== What to do ==
In the blog comments, what is mangocheeks waiting to see arrive on U.K. supermarket shelves?

== Document section ==
Ev!!!! loveeeee the stars!!! hope you had a fab T-giving in texas!!!
Elz

ajcabuang04 said...

I've been so busy I haven't been able to check up on your blog as often as I would like to either! :) I love all the colors in this and the combination of flavors sound great in this. The dough looks so soft and easy to work with!! Love it!

Angie's Recipes said...

That's heavenly! I love how you decorate it!

Rachel said...

So pretty! Sounds like a delicious Thanksgiving dessert-alternative to pumpkin pie. I love the stars too!

mangocheeks said...

My first time on your blog and what a good looking and delciious recipe to land on. I can't wait for cranberries to hit the U.K supermarket shelves!

Monet said...

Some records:
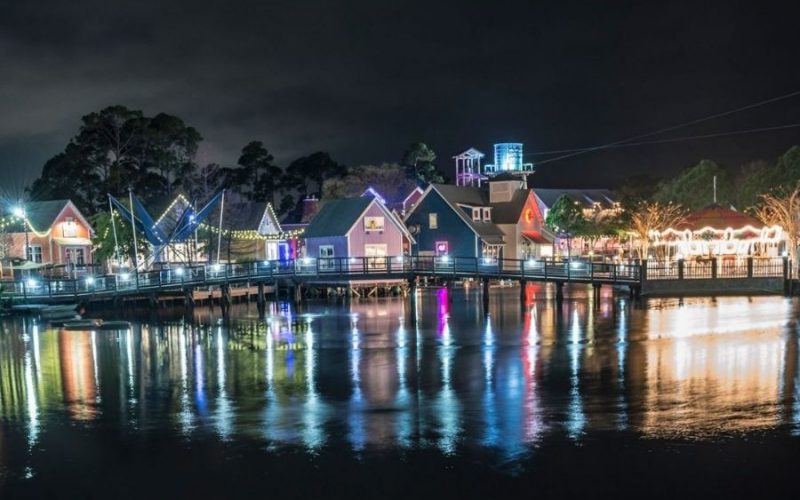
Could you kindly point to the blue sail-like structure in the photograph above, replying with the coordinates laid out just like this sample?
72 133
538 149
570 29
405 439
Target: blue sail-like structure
186 225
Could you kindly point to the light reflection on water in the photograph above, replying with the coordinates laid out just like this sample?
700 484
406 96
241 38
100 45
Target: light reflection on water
381 374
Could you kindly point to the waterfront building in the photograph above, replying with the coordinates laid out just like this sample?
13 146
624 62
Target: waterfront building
596 204
251 231
47 233
356 227
719 232
503 221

== Exercise solution ==
Cranberries.